The Notre Dame speech set off a firestorm of protest against the university’s president, the Rev. John I. Jenkins, for inviting him. Many of Obama’s supporters wondered why he would venture into the lion’s den, given his “pro-choice” abortion views. But both Jenkins and Obama understand the stakes as being much higher than the abortion debate.
In that speech, Obama sought to soften the abortion divide, vowing “to honor the conscience of those who disagree with abortion”. The key to understanding his real motive, though, is in seeing how deeply he plumbed the depths of the Christian faith. Said the president:
"In short, we must find a way to live together as one human family.
Unfortunately, finding that common ground – recognising that our fates are tied up, as Dr. King said, in a 'single garment of destiny' – is not easy. Part of the problem, of course, lies in the imperfections of man – our selfishness, our pride, our stubbornness, our acquisitiveness, our insecurities, our egos; all the cruelties large and small that those of us in the Christian tradition understand to be rooted in original sin."

» ENTRIES SHOWN:

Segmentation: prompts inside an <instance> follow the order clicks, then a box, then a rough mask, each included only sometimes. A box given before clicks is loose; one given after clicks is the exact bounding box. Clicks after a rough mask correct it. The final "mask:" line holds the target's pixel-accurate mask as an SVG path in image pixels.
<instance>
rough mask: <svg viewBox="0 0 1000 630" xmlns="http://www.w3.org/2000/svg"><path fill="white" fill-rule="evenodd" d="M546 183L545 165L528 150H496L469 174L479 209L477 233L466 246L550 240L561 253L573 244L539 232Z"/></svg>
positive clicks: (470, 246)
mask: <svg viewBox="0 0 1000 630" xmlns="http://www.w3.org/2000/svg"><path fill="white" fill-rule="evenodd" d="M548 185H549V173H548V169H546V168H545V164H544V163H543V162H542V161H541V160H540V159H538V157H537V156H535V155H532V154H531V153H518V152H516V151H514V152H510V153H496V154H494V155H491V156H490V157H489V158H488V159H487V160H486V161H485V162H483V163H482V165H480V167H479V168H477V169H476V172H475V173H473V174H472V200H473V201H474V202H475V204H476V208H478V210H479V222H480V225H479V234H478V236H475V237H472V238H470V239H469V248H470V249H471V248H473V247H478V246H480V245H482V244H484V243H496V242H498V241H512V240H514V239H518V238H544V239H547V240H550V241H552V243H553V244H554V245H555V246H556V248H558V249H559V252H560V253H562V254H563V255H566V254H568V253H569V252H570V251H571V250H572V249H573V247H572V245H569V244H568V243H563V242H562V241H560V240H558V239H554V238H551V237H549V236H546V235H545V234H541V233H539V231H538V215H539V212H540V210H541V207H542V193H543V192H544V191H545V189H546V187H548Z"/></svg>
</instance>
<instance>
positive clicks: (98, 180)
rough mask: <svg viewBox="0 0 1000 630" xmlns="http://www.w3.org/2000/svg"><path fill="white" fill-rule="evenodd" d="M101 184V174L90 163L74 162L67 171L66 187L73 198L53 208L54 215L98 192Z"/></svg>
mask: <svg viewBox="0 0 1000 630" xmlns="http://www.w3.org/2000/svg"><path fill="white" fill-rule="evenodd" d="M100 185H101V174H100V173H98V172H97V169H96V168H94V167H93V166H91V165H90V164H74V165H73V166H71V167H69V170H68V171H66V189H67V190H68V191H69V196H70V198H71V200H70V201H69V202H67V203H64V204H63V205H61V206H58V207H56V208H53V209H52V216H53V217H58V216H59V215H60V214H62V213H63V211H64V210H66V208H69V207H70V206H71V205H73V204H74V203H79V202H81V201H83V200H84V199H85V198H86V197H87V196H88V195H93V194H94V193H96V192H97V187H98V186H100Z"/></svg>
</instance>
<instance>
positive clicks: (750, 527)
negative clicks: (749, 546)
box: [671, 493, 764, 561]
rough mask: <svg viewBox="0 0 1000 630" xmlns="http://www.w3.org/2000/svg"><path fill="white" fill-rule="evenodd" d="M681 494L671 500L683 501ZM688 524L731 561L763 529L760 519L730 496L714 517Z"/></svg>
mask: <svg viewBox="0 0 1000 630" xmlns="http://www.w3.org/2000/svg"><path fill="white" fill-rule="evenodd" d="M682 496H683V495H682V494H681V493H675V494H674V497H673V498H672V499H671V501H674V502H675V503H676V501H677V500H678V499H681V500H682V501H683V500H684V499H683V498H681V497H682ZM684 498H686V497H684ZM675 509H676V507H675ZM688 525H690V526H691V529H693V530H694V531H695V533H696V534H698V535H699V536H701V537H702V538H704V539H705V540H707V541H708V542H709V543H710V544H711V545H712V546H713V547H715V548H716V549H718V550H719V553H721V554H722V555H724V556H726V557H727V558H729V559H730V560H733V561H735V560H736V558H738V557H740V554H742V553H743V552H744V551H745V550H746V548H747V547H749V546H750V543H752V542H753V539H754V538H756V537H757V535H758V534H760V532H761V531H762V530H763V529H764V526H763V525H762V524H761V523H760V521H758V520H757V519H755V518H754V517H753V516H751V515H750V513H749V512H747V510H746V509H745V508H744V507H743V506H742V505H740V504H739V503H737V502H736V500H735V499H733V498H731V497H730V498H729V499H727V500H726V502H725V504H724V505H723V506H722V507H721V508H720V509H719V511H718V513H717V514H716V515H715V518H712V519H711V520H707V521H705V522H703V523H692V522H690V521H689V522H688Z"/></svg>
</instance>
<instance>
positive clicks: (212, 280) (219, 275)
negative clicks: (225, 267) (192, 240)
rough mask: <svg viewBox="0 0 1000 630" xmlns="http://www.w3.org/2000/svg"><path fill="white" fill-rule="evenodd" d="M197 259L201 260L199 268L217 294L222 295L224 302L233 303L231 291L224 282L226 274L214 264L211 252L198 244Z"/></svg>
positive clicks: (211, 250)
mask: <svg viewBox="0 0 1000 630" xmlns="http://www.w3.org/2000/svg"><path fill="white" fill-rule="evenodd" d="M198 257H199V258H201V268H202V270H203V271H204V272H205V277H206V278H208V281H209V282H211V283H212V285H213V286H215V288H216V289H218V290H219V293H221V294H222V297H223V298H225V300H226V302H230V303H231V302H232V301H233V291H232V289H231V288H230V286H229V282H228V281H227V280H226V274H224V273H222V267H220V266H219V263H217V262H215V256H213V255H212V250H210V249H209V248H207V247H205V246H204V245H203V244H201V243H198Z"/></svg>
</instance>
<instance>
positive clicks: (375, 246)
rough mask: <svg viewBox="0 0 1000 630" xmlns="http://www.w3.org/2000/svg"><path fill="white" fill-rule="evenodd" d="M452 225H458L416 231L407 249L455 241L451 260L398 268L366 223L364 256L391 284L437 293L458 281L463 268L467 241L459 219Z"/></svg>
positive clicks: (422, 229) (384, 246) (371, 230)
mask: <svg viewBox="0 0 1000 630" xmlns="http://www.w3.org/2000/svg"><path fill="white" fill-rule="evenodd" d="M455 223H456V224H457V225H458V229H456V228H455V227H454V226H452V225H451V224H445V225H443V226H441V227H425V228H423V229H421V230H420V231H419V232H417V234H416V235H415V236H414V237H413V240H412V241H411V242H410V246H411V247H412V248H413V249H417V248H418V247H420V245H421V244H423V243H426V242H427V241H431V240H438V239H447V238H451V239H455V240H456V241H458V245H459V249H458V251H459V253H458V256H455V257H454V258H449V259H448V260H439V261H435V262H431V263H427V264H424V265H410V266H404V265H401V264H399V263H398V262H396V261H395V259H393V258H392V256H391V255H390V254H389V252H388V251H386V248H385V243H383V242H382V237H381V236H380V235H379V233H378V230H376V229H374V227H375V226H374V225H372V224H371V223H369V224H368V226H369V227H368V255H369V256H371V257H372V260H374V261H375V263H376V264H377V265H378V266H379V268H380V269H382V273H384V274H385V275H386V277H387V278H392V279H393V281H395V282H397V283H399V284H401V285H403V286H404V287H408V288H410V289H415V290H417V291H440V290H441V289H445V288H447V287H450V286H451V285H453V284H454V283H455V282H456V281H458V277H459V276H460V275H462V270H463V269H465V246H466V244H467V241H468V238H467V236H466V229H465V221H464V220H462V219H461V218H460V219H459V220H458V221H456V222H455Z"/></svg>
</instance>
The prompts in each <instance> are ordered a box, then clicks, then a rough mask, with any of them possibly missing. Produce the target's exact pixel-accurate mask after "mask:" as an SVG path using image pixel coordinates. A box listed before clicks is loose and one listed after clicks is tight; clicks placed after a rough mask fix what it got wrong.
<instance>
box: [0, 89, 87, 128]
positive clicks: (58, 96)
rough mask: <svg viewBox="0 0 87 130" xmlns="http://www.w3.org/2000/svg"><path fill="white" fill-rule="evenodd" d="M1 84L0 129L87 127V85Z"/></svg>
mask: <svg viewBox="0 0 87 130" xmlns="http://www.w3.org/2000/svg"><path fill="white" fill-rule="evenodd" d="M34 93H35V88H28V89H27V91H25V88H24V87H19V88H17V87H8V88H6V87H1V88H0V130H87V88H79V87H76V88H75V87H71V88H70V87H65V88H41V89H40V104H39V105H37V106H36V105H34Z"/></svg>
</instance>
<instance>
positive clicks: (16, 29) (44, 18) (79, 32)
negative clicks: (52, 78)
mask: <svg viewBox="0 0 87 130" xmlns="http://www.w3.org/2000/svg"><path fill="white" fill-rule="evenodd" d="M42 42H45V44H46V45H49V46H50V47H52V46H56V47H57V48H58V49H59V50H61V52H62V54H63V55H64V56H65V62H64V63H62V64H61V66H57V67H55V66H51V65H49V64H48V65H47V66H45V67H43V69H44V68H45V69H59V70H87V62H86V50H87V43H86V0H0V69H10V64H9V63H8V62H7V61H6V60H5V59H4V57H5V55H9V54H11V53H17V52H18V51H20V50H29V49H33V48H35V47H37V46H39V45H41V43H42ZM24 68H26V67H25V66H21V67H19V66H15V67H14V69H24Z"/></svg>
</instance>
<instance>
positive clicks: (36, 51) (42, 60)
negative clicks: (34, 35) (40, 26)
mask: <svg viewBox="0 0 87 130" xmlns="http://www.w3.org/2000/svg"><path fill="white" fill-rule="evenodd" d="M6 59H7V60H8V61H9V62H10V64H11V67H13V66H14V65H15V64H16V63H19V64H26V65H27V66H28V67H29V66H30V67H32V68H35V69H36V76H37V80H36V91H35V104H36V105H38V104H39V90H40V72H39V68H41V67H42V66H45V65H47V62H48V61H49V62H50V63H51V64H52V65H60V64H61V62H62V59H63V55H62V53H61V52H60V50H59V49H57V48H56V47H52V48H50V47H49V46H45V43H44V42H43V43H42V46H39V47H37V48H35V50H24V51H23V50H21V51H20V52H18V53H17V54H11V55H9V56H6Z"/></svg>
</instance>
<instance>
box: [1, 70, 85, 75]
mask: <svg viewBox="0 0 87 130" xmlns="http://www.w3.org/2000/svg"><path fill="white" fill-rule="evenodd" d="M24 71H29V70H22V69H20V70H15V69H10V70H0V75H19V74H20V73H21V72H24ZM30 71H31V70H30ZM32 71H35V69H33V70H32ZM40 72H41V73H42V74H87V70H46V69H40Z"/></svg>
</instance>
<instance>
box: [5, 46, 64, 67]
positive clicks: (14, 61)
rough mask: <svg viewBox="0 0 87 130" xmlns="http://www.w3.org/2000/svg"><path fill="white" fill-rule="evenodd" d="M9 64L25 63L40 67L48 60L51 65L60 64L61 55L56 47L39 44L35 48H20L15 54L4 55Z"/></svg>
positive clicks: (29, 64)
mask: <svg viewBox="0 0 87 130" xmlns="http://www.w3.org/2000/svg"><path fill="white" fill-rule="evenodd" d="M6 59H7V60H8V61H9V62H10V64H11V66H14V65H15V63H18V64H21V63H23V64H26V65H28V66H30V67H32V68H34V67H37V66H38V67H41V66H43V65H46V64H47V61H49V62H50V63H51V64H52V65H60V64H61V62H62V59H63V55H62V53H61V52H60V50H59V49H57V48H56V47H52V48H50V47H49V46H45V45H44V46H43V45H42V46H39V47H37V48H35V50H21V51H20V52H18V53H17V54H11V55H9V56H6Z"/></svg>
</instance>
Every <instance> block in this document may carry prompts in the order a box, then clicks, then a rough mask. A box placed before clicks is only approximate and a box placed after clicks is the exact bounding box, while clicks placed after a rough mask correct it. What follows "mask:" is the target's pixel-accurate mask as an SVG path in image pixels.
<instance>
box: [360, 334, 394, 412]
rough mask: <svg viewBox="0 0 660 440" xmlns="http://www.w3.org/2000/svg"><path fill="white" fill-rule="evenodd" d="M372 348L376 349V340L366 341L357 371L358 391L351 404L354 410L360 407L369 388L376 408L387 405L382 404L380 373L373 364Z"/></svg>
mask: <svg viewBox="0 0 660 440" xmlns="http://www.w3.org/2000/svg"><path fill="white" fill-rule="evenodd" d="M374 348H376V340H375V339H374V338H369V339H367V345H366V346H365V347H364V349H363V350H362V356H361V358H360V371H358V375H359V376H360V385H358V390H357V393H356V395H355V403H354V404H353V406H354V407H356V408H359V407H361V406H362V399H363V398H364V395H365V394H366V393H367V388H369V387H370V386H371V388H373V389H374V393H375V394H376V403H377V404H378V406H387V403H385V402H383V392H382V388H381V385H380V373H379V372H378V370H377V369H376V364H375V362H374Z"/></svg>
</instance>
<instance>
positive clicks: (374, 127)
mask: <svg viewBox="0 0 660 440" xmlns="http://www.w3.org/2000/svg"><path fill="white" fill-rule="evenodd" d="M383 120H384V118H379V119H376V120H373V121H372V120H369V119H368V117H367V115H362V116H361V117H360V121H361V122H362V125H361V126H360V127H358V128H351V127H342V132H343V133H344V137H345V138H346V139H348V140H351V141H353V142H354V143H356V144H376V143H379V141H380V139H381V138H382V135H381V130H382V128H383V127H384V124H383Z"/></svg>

» PROBLEMS AND TASKS:
[1] Answer these from the passage on the Notre Dame speech:
(a) Who was the president of the university that invited Obama?
(b) What did Obama vow to honor?
(c) Whom did Obama quote when he spoke of a "single garment of destiny"?
[2] Resume the passage on Obama's Notre Dame speech, picking up right after its last sentence.
The entries have nothing to do with the work here.

» ANSWER LIST:
[1]
(a) The Rev. John I. Jenkins
(b) The conscience of those who disagree with abortion
(c) Dr. King

[2]
These comments make it obvious how tying capitalism to the Christian faith presents a profound and fatal contradiction for Religious Rightists, such as Mark Levin and Paul Johnson. Our selfishness (the pursuit of one’s own individual happiness), our pride (confidence in one’s own moral worth and ability to achieve one’s goals), our stubbornness (consistent adherence to one’s own judgement and principles), our acquisitiveness (one’s quest for knowledge), our egos (one’s self-esteem, or the confidence in one’s own mind and its ability to cope with existence), are all of the “cruelties” that flourish when people are left free under capitalism.
Those “cruelties”, which are actually among man’s highest virtues and are the antidote to “our insecurities”, are incompatible with finding “a way to live together as one human family”…i.e., world collectivism. In an obvious, implied reference to the Christian antipathy to wealth and to the Sermon on the Mount, Obama attacks “immediate self-interest and crass materialism”. “The strong too often dominate the weak”, he said, “and too many of those with wealth and with power find all manner of justification for their own privilege in the face of poverty and injustice.”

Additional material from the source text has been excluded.